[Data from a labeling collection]
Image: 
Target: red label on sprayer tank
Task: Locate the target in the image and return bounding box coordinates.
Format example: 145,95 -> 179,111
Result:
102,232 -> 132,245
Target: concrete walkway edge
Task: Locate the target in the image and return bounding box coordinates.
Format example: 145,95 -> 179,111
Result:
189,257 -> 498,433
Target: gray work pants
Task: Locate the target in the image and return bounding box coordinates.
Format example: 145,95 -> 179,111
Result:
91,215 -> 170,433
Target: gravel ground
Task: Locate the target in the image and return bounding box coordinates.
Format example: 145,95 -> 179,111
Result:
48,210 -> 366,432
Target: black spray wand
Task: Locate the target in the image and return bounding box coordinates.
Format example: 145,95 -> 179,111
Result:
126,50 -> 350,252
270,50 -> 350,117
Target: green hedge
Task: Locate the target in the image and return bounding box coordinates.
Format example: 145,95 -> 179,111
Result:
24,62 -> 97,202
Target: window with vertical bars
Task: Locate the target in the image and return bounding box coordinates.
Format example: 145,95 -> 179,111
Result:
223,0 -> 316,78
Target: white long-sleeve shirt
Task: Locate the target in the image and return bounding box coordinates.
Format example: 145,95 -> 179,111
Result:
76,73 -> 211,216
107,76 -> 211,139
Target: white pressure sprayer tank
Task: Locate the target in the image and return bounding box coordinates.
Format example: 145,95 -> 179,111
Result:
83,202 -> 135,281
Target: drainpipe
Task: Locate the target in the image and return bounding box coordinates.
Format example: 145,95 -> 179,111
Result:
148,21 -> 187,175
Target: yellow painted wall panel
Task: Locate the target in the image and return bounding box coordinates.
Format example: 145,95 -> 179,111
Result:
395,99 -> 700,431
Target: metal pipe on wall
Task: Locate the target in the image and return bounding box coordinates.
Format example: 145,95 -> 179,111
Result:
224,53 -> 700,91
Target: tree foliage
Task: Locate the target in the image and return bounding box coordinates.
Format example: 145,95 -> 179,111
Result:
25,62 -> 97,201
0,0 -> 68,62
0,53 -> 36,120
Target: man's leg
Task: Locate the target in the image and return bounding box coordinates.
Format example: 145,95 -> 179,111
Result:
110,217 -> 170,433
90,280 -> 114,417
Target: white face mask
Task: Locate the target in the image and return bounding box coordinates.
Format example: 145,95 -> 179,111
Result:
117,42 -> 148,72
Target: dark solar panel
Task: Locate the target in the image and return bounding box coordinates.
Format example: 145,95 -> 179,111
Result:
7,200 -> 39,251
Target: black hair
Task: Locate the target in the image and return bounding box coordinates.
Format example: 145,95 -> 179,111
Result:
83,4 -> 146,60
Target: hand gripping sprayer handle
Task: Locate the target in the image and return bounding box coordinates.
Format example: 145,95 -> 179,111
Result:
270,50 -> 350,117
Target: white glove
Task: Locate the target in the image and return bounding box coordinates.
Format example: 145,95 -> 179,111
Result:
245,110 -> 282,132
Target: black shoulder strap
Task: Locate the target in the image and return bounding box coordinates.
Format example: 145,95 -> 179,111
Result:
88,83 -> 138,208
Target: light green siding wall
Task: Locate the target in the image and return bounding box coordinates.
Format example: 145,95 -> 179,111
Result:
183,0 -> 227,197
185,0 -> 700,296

#### [To do]
Can you repeat the data from the line that contains "Target: white glove" through the end of the data, both ends included?

#### [Response to this task]
Target: white glove
Task: Locate the target in the image and return bounding box coordinates.
Format example: 145,95 -> 179,111
Result:
245,110 -> 282,132
Target: black shoulder strap
Task: Locate the target in the image and return bounding box coordinates.
Format example: 145,95 -> 179,111
Result:
88,83 -> 138,208
Target: light green siding wall
Task: Locate the target in the image and return bounding box coordinates.
Format example: 145,95 -> 179,111
Result:
183,0 -> 227,197
185,0 -> 700,296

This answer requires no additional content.